REQUIRED WORK: Pull out every line of the entries below that contains the string "dirt", matching case exactly. Copy those lines as they appear.

* * * * *

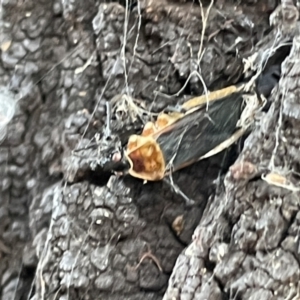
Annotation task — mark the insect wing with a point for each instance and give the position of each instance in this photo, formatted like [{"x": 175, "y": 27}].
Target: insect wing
[{"x": 197, "y": 133}]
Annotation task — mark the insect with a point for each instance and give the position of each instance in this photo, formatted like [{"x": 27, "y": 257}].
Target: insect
[{"x": 199, "y": 128}]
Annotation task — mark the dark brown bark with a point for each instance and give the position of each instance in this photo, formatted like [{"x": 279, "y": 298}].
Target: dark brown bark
[{"x": 70, "y": 232}]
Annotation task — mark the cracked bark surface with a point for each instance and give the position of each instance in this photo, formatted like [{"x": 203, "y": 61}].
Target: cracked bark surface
[{"x": 69, "y": 233}]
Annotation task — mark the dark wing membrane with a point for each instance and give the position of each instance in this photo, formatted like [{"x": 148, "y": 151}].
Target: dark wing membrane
[{"x": 192, "y": 136}]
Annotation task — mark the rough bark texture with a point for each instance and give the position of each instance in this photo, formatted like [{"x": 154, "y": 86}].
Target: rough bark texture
[{"x": 71, "y": 233}]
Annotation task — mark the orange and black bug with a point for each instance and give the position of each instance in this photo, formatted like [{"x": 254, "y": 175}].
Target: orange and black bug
[
  {"x": 177, "y": 140},
  {"x": 203, "y": 127}
]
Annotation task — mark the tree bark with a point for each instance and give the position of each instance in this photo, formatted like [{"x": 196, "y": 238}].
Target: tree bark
[{"x": 70, "y": 232}]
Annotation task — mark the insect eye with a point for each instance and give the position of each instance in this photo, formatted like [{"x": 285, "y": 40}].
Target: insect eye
[{"x": 116, "y": 156}]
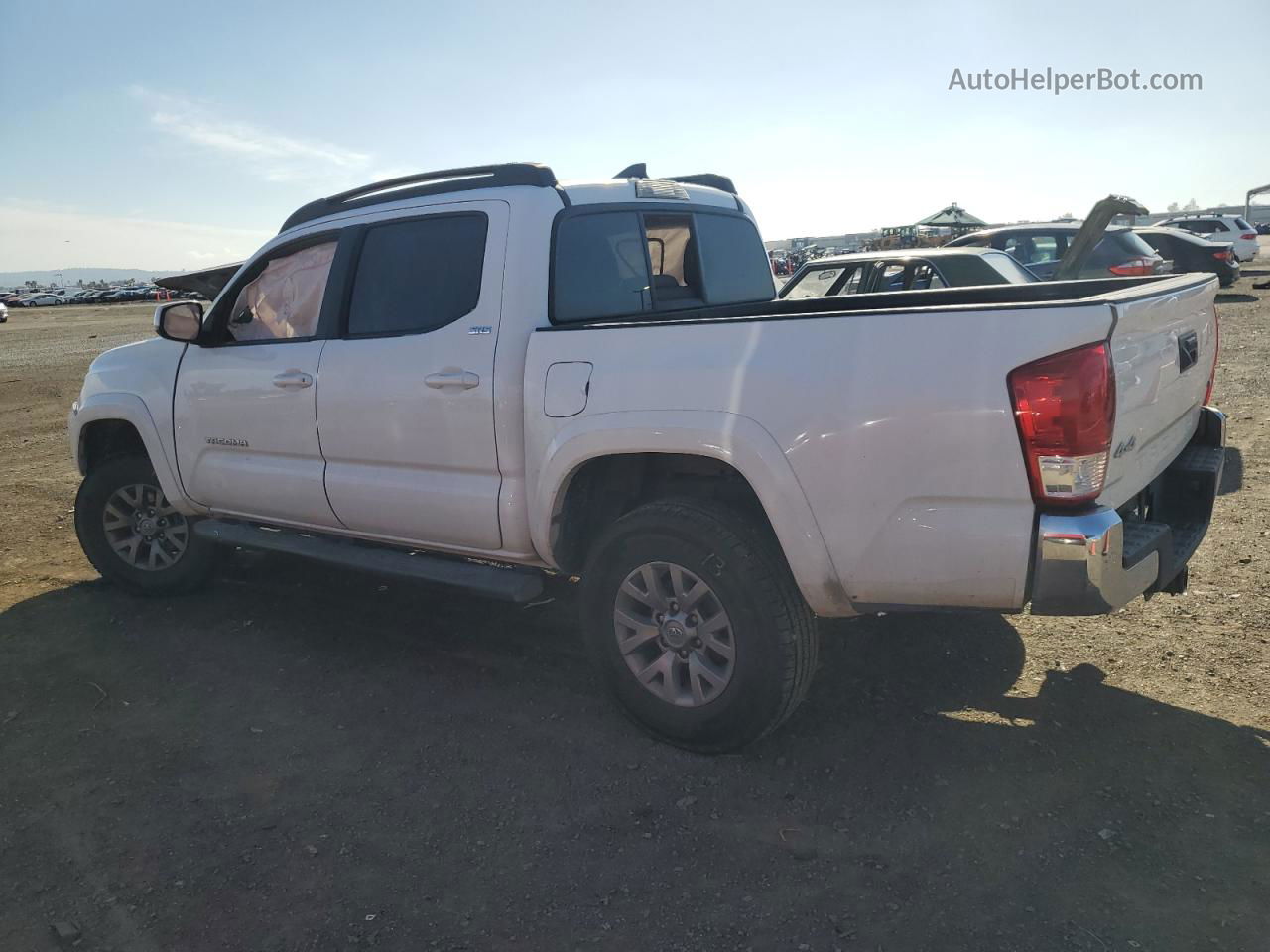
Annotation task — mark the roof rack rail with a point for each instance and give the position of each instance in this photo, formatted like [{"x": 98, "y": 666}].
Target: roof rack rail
[
  {"x": 427, "y": 182},
  {"x": 639, "y": 171}
]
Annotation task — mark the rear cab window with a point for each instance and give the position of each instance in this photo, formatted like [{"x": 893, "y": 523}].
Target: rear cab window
[
  {"x": 625, "y": 263},
  {"x": 815, "y": 282}
]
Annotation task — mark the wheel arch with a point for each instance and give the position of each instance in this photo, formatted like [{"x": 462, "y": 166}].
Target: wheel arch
[{"x": 629, "y": 454}]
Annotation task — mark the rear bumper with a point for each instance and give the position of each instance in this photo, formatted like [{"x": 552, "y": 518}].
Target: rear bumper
[{"x": 1097, "y": 561}]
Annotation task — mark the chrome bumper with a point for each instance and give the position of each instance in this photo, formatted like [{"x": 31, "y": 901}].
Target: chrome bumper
[{"x": 1083, "y": 565}]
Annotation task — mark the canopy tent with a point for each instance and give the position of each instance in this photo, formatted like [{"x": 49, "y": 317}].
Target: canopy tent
[{"x": 952, "y": 217}]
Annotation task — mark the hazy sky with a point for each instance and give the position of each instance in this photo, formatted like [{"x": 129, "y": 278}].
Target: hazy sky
[{"x": 166, "y": 135}]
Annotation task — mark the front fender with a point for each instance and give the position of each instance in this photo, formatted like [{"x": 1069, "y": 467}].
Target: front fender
[
  {"x": 130, "y": 409},
  {"x": 730, "y": 438}
]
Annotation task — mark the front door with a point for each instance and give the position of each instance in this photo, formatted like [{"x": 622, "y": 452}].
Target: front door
[
  {"x": 405, "y": 398},
  {"x": 244, "y": 411}
]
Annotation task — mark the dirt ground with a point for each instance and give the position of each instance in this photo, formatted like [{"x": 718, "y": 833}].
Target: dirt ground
[{"x": 302, "y": 760}]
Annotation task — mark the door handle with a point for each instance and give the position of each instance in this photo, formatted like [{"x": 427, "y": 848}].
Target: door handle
[
  {"x": 465, "y": 380},
  {"x": 294, "y": 380}
]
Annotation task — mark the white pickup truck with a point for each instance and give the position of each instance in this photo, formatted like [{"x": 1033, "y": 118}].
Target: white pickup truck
[{"x": 477, "y": 375}]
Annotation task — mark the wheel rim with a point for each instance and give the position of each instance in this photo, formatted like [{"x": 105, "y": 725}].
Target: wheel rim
[
  {"x": 143, "y": 527},
  {"x": 675, "y": 635}
]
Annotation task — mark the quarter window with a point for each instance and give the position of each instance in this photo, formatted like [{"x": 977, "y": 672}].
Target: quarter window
[
  {"x": 734, "y": 261},
  {"x": 417, "y": 276}
]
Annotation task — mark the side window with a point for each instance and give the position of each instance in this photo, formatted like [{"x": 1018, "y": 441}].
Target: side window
[
  {"x": 284, "y": 301},
  {"x": 601, "y": 267},
  {"x": 418, "y": 276},
  {"x": 734, "y": 261}
]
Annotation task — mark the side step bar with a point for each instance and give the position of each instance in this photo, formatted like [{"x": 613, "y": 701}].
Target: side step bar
[{"x": 509, "y": 584}]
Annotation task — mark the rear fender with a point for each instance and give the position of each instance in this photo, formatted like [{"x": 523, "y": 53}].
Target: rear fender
[{"x": 729, "y": 438}]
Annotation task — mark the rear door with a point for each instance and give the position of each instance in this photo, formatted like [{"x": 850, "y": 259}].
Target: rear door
[
  {"x": 405, "y": 397},
  {"x": 1162, "y": 350},
  {"x": 243, "y": 408}
]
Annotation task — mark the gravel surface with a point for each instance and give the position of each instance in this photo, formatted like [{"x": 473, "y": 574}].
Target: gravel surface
[{"x": 305, "y": 760}]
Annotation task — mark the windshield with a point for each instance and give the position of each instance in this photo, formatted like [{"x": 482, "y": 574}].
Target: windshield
[{"x": 1008, "y": 268}]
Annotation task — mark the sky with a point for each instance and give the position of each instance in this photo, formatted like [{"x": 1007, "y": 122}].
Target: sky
[{"x": 176, "y": 136}]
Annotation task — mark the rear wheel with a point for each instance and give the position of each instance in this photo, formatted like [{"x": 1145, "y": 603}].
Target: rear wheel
[
  {"x": 134, "y": 536},
  {"x": 697, "y": 625}
]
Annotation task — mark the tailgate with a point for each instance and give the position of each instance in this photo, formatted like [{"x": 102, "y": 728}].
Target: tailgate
[{"x": 1162, "y": 348}]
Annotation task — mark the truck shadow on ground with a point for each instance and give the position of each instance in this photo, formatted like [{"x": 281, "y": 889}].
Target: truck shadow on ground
[{"x": 302, "y": 758}]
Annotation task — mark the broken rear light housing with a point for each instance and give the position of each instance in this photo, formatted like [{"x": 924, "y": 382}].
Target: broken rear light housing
[
  {"x": 1216, "y": 354},
  {"x": 1065, "y": 411}
]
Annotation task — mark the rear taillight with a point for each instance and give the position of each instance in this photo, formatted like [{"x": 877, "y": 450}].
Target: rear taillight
[
  {"x": 1135, "y": 267},
  {"x": 1065, "y": 408},
  {"x": 1216, "y": 353}
]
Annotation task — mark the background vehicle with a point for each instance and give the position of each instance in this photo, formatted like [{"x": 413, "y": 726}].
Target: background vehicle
[
  {"x": 1193, "y": 253},
  {"x": 1042, "y": 246},
  {"x": 905, "y": 270},
  {"x": 716, "y": 466},
  {"x": 1220, "y": 227}
]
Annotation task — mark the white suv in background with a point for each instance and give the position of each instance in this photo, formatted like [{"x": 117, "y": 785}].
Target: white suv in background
[{"x": 1220, "y": 227}]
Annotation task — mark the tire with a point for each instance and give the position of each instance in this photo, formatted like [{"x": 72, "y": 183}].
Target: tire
[
  {"x": 185, "y": 560},
  {"x": 698, "y": 697}
]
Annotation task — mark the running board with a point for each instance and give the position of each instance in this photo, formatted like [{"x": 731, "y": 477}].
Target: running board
[{"x": 509, "y": 584}]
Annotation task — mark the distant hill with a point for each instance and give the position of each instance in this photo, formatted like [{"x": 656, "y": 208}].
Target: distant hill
[{"x": 72, "y": 276}]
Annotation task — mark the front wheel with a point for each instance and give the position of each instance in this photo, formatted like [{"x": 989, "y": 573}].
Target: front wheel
[
  {"x": 134, "y": 536},
  {"x": 697, "y": 625}
]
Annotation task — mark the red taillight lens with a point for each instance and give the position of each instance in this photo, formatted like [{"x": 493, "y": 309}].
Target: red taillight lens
[
  {"x": 1134, "y": 267},
  {"x": 1065, "y": 408},
  {"x": 1216, "y": 353}
]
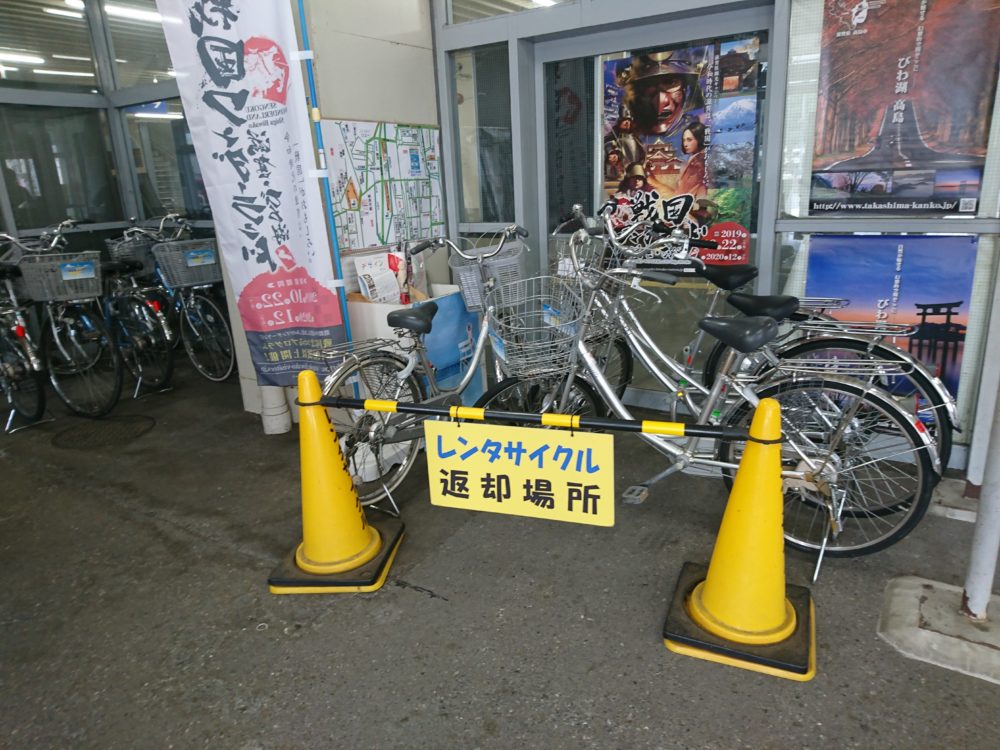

* * * * *

TASK ANSWER:
Annotation task — mark the dirt ground with a point for each instance and give the position of each instance in this photo, formatted like [{"x": 718, "y": 833}].
Target: dirt ground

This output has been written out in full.